→ A block of data:
— BEGIN —

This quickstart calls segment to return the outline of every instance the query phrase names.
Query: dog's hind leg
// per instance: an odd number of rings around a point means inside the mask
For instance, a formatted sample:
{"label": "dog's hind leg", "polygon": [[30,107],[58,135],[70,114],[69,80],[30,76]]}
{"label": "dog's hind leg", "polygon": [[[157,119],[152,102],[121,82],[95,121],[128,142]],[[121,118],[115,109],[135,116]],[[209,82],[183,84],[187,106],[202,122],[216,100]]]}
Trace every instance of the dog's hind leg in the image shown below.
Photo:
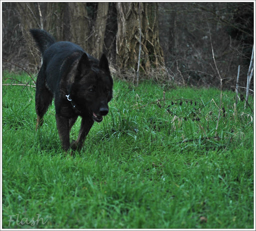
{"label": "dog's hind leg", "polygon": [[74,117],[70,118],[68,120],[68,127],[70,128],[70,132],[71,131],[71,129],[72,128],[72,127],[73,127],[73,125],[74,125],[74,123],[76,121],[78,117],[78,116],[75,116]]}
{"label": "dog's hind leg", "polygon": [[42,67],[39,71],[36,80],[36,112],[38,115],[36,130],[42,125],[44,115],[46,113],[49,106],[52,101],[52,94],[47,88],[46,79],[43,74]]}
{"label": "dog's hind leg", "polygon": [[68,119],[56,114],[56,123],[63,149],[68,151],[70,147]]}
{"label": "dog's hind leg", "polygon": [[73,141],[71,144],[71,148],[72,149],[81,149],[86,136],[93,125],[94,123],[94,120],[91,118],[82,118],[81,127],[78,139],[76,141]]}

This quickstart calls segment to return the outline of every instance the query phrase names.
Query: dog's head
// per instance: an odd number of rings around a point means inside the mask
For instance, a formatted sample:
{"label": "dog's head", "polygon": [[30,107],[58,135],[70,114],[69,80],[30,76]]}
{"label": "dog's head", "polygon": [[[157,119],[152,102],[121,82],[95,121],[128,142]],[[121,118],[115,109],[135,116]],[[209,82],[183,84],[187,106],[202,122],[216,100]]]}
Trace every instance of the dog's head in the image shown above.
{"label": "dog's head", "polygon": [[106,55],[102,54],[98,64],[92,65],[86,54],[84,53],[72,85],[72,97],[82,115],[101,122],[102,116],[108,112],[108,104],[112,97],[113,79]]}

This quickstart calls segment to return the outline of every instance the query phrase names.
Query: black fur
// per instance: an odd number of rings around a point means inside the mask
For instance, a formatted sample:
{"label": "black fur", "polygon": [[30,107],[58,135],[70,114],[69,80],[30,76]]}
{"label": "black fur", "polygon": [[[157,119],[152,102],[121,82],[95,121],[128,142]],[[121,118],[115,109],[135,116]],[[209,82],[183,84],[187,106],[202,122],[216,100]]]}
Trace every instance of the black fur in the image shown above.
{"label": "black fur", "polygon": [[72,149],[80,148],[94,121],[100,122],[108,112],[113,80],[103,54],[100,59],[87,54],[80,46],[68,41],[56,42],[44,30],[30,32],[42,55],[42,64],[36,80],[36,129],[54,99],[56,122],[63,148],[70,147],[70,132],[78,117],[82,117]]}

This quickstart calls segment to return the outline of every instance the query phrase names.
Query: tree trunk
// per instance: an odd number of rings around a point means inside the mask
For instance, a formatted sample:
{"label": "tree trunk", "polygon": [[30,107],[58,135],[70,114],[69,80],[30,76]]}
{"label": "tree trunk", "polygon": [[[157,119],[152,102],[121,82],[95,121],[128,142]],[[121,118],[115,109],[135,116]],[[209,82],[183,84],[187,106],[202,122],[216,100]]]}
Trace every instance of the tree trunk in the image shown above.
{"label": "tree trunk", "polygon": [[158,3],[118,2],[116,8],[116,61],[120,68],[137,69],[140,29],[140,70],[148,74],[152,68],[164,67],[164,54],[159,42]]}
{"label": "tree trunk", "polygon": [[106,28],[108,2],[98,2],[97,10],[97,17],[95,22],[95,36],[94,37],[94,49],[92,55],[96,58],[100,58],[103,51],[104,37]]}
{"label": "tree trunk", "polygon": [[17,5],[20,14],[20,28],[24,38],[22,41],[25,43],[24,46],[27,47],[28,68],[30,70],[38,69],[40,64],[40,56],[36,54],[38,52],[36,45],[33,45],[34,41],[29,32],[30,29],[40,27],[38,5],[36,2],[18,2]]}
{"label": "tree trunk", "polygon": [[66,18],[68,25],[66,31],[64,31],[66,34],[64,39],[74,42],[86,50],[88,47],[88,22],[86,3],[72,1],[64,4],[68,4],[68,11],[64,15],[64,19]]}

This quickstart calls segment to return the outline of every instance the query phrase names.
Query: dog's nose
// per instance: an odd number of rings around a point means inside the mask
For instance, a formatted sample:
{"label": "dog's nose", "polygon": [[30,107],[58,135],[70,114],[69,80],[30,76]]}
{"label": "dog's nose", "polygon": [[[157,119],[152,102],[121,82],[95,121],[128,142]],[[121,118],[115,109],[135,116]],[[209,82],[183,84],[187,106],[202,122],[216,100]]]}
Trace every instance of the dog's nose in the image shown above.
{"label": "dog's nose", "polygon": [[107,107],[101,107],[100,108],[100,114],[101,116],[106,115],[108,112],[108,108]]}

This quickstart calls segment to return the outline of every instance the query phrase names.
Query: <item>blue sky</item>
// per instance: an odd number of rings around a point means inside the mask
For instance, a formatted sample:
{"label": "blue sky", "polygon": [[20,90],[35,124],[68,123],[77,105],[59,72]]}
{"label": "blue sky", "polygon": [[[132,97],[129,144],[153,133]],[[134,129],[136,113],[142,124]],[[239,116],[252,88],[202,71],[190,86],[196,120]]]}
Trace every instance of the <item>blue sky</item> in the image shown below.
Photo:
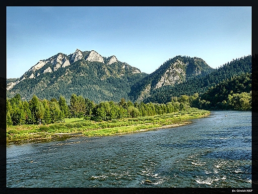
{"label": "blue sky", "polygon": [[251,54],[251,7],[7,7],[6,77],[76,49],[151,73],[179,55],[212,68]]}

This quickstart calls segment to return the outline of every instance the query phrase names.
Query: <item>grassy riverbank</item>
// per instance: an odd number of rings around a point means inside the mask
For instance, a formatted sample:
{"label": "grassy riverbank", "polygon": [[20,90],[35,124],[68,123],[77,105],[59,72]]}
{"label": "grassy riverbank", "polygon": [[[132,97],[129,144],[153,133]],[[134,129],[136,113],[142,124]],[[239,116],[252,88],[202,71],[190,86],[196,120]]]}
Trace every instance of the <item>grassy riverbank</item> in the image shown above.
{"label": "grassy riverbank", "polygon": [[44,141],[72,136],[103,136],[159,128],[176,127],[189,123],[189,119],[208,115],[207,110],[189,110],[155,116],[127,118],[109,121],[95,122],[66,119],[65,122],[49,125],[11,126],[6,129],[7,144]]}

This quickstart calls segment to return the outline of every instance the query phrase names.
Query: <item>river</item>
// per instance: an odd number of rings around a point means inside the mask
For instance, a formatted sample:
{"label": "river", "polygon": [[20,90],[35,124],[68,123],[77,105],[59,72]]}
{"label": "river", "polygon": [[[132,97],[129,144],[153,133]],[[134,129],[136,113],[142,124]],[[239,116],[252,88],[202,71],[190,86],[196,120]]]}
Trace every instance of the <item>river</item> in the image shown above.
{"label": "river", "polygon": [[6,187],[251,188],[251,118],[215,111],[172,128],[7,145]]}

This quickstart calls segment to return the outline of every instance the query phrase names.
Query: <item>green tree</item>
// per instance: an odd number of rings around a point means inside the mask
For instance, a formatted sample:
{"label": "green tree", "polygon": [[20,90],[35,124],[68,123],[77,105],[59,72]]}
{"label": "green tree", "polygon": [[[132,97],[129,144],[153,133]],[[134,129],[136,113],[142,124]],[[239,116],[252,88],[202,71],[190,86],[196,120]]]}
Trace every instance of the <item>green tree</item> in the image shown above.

— END —

→ YOUR GOAL: Reproduce the listing exactly. Leave its pictures out.

→ RESPONSE TO THIS EXERCISE:
This quickstart calls segment to return the outline of every instance the query phrase names.
Query: dog's hind leg
// per instance: an odd number of rings around a point means inside the mask
For instance, a formatted sample:
{"label": "dog's hind leg", "polygon": [[30,107],[58,135],[70,114],[69,80],[30,76]]}
{"label": "dog's hind leg", "polygon": [[[157,119],[152,102],[121,82],[95,121],[128,142]],[[121,118],[115,109],[135,116]],[[209,82],[183,84],[187,106],[202,122],[216,100]]]}
Trace every instance of the dog's hind leg in the image shown below.
Photo:
{"label": "dog's hind leg", "polygon": [[74,117],[70,118],[68,120],[68,127],[70,128],[70,132],[71,131],[71,129],[72,128],[72,127],[73,127],[73,125],[74,125],[74,123],[76,121],[78,117],[78,116],[75,116]]}
{"label": "dog's hind leg", "polygon": [[42,67],[39,71],[36,80],[36,112],[38,115],[36,130],[42,125],[44,115],[46,113],[49,106],[52,101],[52,94],[47,88],[46,79],[43,74]]}
{"label": "dog's hind leg", "polygon": [[68,119],[56,114],[56,123],[63,149],[68,151],[70,147]]}
{"label": "dog's hind leg", "polygon": [[73,141],[71,144],[71,148],[72,149],[81,149],[86,136],[93,125],[94,123],[94,120],[91,118],[82,118],[81,127],[78,139],[76,141]]}

This quickstart calls segment to return the outline of every instance the query phrase names.
Query: dog's head
// per instance: an odd number of rings around a point means inside the mask
For instance, a formatted sample:
{"label": "dog's head", "polygon": [[30,107],[58,135],[70,114],[69,80],[30,76]]}
{"label": "dog's head", "polygon": [[[157,119],[152,102],[121,82],[95,121],[128,142]],[[121,118],[115,109],[135,116]],[[209,82],[183,84],[187,106],[202,122],[216,100]]]}
Trace every instance of the dog's head in the image shown above.
{"label": "dog's head", "polygon": [[106,55],[102,54],[98,64],[92,65],[86,54],[84,53],[72,85],[72,97],[82,115],[101,122],[102,116],[108,112],[108,104],[112,97],[113,79]]}

This quickstart calls segment to return the outline of every instance the query phrase names.
Query: black fur
// per instance: an odd number of rings around a point means inside the mask
For instance, a formatted sample:
{"label": "black fur", "polygon": [[30,107],[58,135],[70,114],[69,80],[30,76]]}
{"label": "black fur", "polygon": [[[157,119],[152,102],[121,82],[95,121],[128,142]],[[121,118],[115,109],[135,116]],[[209,82],[183,84],[187,106],[202,122],[216,100]]]}
Trace every instance of the black fur in the image shown above.
{"label": "black fur", "polygon": [[72,149],[80,148],[94,121],[100,122],[108,112],[113,80],[103,54],[100,59],[87,54],[80,46],[68,41],[56,42],[44,30],[30,32],[42,55],[42,64],[36,80],[36,129],[54,99],[56,122],[63,148],[70,147],[70,132],[78,117],[82,117]]}

This quickstart calls segment to return the outline of every instance the query phrase names.
Query: tree trunk
// per instance: an odd number of rings around a point means inside the mask
For instance, a formatted sample:
{"label": "tree trunk", "polygon": [[30,107],[58,135],[70,114],[69,80],[30,76]]}
{"label": "tree trunk", "polygon": [[[157,119],[152,102],[121,82],[95,121],[128,142]],[[121,118],[115,109],[135,116]],[[209,82],[183,84],[187,106],[202,122],[216,100]]]}
Trace every instance of the tree trunk in the image shown above.
{"label": "tree trunk", "polygon": [[158,3],[118,2],[116,8],[116,61],[120,68],[137,69],[140,29],[140,70],[148,74],[152,68],[164,67],[164,54],[159,42]]}
{"label": "tree trunk", "polygon": [[106,28],[108,2],[98,2],[97,10],[97,17],[95,22],[95,36],[94,37],[94,49],[92,55],[96,58],[100,58],[103,51],[104,37]]}
{"label": "tree trunk", "polygon": [[17,5],[20,14],[20,28],[24,38],[22,41],[25,43],[24,46],[27,47],[28,68],[30,70],[38,69],[40,64],[40,56],[36,54],[38,52],[36,45],[33,45],[34,41],[29,32],[30,29],[40,27],[38,5],[36,2],[18,2]]}
{"label": "tree trunk", "polygon": [[66,18],[68,25],[66,31],[64,31],[66,34],[64,39],[74,42],[86,50],[88,47],[88,22],[86,3],[72,1],[64,4],[68,4],[68,11],[64,15],[64,19]]}

This quickstart calls segment to return the outline of every instance the query phrase names.
Query: dog's nose
// per instance: an odd number of rings around a point means inside the mask
For instance, a formatted sample:
{"label": "dog's nose", "polygon": [[30,107],[58,135],[70,114],[69,80],[30,76]]}
{"label": "dog's nose", "polygon": [[[157,119],[152,102],[121,82],[95,121],[128,142]],[[121,118],[115,109],[135,116]],[[209,82],[183,84],[187,106],[202,122],[216,100]]]}
Trace every instance of the dog's nose in the image shown above.
{"label": "dog's nose", "polygon": [[107,107],[101,107],[100,108],[100,114],[101,116],[106,115],[108,112],[108,108]]}

This quickstart calls segment to return the outline of every instance the query phrase names.
Query: <item>blue sky</item>
// per instance: an odd number of rings around a point means inside the mask
For instance, a formatted sample:
{"label": "blue sky", "polygon": [[20,90],[35,124],[68,123],[77,105],[59,72]]}
{"label": "blue sky", "polygon": [[[132,97],[129,144],[153,133]],[[134,129],[136,113],[142,124]],[[239,116],[252,88],[202,71],[190,86],[196,120]]]}
Trace every instance of the <item>blue sky</item> in the image shown below.
Photo:
{"label": "blue sky", "polygon": [[251,54],[251,7],[7,7],[6,77],[76,49],[151,73],[179,55],[212,68]]}

This quickstart calls segment to return the outline of every instance the query phrase names.
Query: <item>grassy riverbank</item>
// per instance: an odd number of rings around a point means inside the mask
For instance, a formatted sample:
{"label": "grassy riverbank", "polygon": [[20,90],[35,124],[68,123],[77,105],[59,72]]}
{"label": "grassy riverbank", "polygon": [[[132,97],[129,144],[153,133]],[[134,129],[136,113],[142,124]],[[239,116],[252,88],[202,71],[190,86],[196,120]]]}
Trace every instance of the <item>grassy riverbank</item> in the image shown above.
{"label": "grassy riverbank", "polygon": [[44,141],[72,136],[103,136],[159,128],[176,127],[189,123],[189,119],[208,115],[207,110],[189,110],[155,116],[127,118],[109,121],[95,122],[66,119],[65,122],[49,125],[11,126],[6,129],[7,144]]}

This quickstart calls segment to return the outline of every instance the query phrase names.
Query: <item>river</item>
// per instance: an odd number of rings around a point means inside the mask
For instance, a formatted sample:
{"label": "river", "polygon": [[20,90],[35,124],[68,123],[77,105],[59,72]]}
{"label": "river", "polygon": [[[132,97],[129,144],[153,133]],[[134,129],[136,113],[142,124]],[[239,116],[252,88],[202,71],[190,86],[196,120]]]}
Trace every instance of the <item>river</item> in the image shown above.
{"label": "river", "polygon": [[6,187],[251,188],[251,118],[215,111],[172,128],[7,145]]}

This quickstart calls segment to return the outline of every instance the query phrase names.
Query: <item>green tree</item>
// per instance: an odd number of rings around a point means inside the mask
For instance, a formatted sample:
{"label": "green tree", "polygon": [[20,90],[35,124],[68,123],[77,105],[59,72]]}
{"label": "green tree", "polygon": [[[132,97],[129,144],[153,133]],[[134,129],[136,113],[142,124]],[[239,116],[252,88],[202,71],[190,86],[196,120]]]}
Trace every instance of the <item>green tree</item> in the image shown above.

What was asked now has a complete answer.